- Task material
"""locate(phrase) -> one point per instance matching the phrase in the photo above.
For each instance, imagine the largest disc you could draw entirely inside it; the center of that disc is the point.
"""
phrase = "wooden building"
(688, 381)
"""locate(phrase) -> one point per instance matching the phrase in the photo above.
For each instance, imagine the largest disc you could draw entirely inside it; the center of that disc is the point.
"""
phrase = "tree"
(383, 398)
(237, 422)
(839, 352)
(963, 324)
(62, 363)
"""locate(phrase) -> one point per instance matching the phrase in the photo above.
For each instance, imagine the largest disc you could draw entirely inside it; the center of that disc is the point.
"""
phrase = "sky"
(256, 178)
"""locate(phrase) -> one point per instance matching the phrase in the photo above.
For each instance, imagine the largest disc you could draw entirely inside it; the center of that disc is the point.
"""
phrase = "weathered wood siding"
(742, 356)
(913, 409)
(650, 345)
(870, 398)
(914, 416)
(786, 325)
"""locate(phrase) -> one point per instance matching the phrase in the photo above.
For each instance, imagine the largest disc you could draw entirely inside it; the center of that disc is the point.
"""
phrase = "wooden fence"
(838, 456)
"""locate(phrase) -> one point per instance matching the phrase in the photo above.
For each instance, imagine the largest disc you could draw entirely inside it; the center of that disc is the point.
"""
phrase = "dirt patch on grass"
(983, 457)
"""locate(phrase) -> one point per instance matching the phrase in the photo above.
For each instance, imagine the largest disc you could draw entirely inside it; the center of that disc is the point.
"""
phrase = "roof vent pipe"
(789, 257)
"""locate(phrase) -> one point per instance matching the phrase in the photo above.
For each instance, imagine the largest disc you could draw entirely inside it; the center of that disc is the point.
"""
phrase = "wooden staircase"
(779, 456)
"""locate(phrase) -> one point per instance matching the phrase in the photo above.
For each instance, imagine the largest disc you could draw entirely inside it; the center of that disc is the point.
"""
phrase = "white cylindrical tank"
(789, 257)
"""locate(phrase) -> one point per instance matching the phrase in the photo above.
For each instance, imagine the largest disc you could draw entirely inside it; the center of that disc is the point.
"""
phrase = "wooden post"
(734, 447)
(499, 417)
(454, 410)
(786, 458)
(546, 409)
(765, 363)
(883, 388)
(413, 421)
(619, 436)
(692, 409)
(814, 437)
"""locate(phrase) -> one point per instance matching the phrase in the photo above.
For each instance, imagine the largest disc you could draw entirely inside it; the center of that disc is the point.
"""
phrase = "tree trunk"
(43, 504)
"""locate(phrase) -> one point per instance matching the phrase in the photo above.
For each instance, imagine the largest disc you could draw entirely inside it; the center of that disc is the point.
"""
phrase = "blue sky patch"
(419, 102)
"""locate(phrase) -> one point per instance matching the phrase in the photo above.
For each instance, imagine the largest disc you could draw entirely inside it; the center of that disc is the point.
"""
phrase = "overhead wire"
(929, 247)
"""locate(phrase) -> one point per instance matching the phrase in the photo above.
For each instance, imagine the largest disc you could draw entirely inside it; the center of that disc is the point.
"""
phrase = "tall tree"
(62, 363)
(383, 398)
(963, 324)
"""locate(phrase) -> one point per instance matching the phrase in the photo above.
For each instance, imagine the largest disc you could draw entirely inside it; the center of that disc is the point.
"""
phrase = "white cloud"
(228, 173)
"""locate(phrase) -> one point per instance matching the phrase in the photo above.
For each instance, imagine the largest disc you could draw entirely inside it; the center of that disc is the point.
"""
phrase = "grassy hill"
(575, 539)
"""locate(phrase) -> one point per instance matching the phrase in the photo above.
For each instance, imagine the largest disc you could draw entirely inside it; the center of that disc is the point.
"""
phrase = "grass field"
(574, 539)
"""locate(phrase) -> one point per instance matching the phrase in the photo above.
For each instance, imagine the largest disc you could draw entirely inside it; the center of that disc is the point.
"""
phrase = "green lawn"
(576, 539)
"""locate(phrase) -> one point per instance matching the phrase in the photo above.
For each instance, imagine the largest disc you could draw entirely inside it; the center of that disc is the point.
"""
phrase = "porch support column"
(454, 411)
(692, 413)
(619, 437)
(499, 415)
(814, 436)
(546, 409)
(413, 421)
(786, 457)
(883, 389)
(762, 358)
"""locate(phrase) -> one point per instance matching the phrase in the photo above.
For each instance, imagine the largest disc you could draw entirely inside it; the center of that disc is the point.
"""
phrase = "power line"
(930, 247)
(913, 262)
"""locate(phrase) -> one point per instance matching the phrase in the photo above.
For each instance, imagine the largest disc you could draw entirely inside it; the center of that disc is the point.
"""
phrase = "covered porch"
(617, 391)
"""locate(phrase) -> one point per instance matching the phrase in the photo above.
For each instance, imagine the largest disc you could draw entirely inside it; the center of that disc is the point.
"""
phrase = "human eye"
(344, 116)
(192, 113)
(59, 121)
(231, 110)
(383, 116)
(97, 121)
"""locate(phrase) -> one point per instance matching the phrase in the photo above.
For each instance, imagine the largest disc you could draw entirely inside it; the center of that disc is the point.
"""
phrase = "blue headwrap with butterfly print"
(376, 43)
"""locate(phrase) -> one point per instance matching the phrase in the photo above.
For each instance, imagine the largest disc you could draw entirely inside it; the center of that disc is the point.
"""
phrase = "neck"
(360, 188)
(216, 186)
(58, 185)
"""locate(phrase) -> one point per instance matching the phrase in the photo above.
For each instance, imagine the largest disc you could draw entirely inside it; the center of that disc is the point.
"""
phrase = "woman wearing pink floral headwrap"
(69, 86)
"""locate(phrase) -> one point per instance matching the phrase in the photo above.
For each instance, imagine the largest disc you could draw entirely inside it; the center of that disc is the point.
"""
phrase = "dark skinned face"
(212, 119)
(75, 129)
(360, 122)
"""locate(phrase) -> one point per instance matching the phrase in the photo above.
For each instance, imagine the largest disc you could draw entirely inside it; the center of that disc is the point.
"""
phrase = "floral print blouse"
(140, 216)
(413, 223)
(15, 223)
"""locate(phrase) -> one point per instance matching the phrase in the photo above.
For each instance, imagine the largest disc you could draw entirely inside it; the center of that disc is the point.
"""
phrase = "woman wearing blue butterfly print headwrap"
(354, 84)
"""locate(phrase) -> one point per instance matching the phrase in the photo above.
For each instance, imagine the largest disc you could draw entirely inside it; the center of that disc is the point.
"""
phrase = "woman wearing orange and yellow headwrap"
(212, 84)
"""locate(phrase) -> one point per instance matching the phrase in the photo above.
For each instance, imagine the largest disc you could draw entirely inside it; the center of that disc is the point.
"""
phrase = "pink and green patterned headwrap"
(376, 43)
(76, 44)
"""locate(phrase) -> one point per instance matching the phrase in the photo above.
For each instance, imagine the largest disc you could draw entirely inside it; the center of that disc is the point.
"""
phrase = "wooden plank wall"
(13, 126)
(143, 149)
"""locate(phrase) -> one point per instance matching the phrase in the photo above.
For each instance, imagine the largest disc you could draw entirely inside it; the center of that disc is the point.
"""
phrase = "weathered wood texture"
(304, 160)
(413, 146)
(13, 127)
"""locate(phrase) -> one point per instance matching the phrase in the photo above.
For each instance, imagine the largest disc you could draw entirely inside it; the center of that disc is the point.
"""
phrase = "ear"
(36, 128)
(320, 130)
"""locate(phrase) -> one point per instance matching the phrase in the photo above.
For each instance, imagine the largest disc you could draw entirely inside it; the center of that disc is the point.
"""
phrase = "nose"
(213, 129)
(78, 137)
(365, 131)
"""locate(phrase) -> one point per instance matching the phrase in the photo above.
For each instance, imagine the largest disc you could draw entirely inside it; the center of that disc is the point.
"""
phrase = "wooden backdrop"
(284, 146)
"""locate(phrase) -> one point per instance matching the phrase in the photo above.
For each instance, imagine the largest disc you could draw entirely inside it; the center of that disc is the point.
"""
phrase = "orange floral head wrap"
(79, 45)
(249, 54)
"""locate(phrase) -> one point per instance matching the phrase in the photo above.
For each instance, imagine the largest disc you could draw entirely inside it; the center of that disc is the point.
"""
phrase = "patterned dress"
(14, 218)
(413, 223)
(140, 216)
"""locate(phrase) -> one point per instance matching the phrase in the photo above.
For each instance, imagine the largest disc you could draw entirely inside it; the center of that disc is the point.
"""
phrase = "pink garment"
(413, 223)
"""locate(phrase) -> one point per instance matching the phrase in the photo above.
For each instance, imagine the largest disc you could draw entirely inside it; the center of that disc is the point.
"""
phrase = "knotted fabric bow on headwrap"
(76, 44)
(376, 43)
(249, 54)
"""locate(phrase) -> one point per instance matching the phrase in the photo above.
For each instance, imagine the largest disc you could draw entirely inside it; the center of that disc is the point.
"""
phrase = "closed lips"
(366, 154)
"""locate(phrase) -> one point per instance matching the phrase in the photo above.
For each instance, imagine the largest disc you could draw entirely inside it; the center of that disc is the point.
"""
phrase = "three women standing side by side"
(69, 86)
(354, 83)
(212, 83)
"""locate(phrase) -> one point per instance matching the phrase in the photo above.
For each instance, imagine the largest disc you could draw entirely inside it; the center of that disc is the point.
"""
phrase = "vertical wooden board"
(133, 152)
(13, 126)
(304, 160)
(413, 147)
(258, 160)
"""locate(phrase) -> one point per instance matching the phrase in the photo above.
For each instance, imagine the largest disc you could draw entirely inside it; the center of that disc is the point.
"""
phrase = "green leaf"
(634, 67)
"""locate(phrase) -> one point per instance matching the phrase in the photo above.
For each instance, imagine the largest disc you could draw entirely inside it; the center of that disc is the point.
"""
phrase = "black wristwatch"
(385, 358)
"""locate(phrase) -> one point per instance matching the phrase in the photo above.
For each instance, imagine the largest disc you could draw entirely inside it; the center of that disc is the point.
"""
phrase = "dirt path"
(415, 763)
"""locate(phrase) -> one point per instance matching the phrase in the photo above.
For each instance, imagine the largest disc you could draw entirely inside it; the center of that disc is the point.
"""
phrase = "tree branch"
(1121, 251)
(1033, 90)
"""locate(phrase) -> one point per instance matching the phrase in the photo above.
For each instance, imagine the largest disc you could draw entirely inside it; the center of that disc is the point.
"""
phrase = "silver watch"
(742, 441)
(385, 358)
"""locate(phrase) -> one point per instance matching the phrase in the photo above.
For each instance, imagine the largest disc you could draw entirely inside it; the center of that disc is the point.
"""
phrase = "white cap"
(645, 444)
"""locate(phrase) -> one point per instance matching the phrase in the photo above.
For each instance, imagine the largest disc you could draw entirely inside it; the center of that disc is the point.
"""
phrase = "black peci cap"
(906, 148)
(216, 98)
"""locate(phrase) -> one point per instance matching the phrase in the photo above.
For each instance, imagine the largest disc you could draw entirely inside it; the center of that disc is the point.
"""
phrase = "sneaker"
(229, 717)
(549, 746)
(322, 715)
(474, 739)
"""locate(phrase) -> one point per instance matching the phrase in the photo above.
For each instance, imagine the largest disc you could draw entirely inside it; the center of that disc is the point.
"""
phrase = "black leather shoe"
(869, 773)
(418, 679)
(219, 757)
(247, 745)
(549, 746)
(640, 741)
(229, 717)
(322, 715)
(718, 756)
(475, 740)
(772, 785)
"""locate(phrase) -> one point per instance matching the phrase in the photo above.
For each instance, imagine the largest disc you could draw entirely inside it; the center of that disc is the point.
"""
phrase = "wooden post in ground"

- Job
Please pick out every line in the rows above that contains the word "pink", treating uppercase and lowercase as different, and copy each of those lines.

- Exercise solution
phrase = "woman wearing pink floral headwrap"
phrase = "pink and green patterned headwrap"
phrase = "pink garment"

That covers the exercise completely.